> INSTRUCTIONS TO FOLLOW
Reproduce the data below with each "instance" swapped for "object" and every other part left unchanged. Omit the pictures from your answer.

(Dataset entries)
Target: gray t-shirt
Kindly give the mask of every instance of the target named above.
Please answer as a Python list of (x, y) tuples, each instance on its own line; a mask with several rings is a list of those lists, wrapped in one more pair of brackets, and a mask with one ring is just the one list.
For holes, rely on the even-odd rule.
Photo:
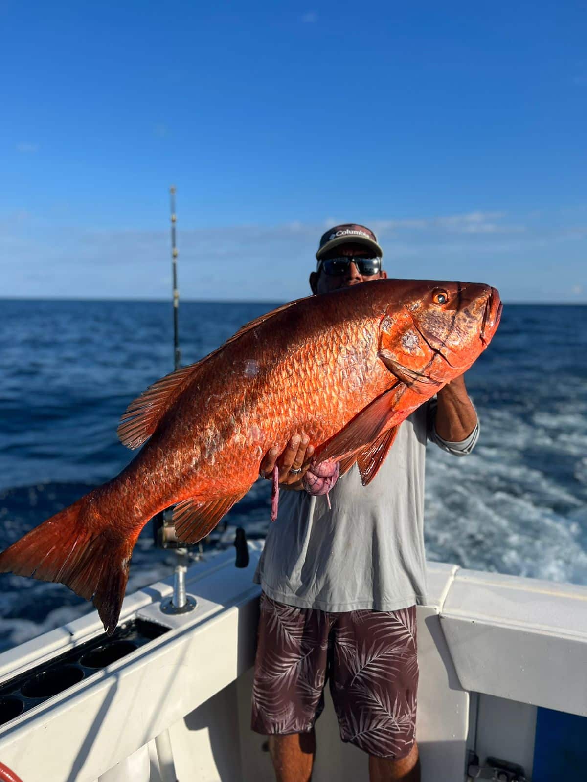
[(326, 497), (282, 490), (277, 521), (267, 535), (254, 581), (273, 600), (323, 611), (396, 611), (426, 603), (424, 460), (427, 439), (463, 456), (479, 424), (462, 443), (436, 433), (436, 400), (399, 428), (371, 483), (355, 465)]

> RESULT FOR THIS EXERCISE
Target: gray t-shirt
Kindly give the mask of every object of the target named above.
Please answer as a Python list of (x, y) tuples, each object on its own line; a mask with several rings is a list of those lists, wrapped in one more pair of brackets, and a mask with one ring is just the one list.
For holes, rely on the even-odd rule.
Photo:
[(326, 497), (282, 490), (277, 521), (267, 535), (254, 581), (273, 600), (323, 611), (396, 611), (426, 603), (424, 460), (427, 439), (463, 456), (479, 424), (462, 443), (436, 433), (436, 400), (399, 428), (371, 483), (355, 465)]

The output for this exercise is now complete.